● **Set exercise**:
Retype the listing below line for line, with no changes.

START Task input

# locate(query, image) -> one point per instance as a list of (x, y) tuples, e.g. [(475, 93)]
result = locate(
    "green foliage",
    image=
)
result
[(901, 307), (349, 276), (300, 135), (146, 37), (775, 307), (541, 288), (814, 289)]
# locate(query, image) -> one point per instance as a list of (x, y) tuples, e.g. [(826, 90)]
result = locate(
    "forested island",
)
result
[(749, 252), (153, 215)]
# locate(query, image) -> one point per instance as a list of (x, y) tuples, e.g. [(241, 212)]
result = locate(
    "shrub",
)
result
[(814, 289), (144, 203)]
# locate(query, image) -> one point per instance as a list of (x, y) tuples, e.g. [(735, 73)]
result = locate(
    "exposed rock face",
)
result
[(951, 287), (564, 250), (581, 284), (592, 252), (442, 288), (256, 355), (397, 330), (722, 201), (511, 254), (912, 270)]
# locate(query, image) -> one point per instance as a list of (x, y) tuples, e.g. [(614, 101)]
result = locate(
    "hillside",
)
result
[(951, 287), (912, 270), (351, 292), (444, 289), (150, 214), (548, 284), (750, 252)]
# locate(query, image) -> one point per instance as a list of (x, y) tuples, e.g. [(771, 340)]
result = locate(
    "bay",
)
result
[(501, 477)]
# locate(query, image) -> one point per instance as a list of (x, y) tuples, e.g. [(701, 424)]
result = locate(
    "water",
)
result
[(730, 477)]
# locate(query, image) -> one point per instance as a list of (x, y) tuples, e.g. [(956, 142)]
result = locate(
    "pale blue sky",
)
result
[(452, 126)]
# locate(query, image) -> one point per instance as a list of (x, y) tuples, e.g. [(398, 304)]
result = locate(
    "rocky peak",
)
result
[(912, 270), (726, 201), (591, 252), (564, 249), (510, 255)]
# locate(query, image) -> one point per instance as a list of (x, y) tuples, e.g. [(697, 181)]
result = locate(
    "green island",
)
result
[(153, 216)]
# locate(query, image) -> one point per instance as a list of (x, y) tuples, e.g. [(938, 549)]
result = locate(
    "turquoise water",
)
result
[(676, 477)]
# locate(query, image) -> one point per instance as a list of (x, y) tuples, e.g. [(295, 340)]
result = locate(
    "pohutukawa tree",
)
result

END Task input

● **Answer to the task**:
# locate(query, image) -> one point per instance as a list of (x, y) tuples, e.g. [(475, 93)]
result = locate(
    "green foliage",
    image=
)
result
[(901, 307), (349, 276), (300, 135), (146, 37), (775, 307), (541, 288), (814, 289)]
# locate(query, image) -> one point per instance as a list of (x, y) tuples, e.g. [(826, 90)]
result = locate(
    "forested island",
)
result
[(749, 252), (153, 215)]
# locate(query, image) -> one point per instance as a list of (x, y) tuples, e.g. [(241, 212)]
result = locate(
    "shrub",
)
result
[(814, 289), (144, 203)]
# locate(query, image) -> one point per instance as a list of (x, y) tuples, e.g. [(735, 73)]
result = locate(
    "exposed rock face",
)
result
[(951, 287), (564, 250), (581, 284), (592, 252), (442, 288), (256, 355), (397, 330), (722, 201), (511, 254), (912, 270)]
# locate(query, image) -> one point per instance as a list of (x, y) tuples, e.g. [(614, 101)]
result = locate(
    "hillside",
)
result
[(951, 287), (912, 270), (351, 292), (444, 289), (150, 214), (548, 284), (750, 252)]
# locate(query, image) -> one point per instance as a list of (x, y) tuples, e.g. [(771, 340)]
result = locate(
    "bay",
)
result
[(501, 477)]
# locate(query, image) -> one point per instance as a list of (x, y) tuples, e.g. [(701, 424)]
result = locate(
    "water",
)
result
[(730, 477)]
# locate(query, image) -> one point per instance as a list of (x, y) tuples, e.g. [(956, 142)]
result = locate(
    "pale blue sky",
)
result
[(452, 126)]
# locate(query, image) -> one point per instance as a list of (x, y) tuples, e.g. [(398, 304)]
result = locate(
    "rocky peak",
)
result
[(912, 270), (726, 201), (591, 252), (564, 249), (510, 255)]
# locate(query, image) -> one point per instance as a list of (x, y) tuples, e.g. [(697, 181)]
result = locate(
    "green island",
)
result
[(153, 216)]
# locate(query, image) -> one point per instance as a list of (x, y) tuples, e.g. [(938, 549)]
result = locate(
    "turquoise water",
)
result
[(676, 477)]
# locate(query, image) -> one point per instance as a list of (x, y) tuples, e.g. [(295, 340)]
result = locate(
    "pohutukawa tree",
)
result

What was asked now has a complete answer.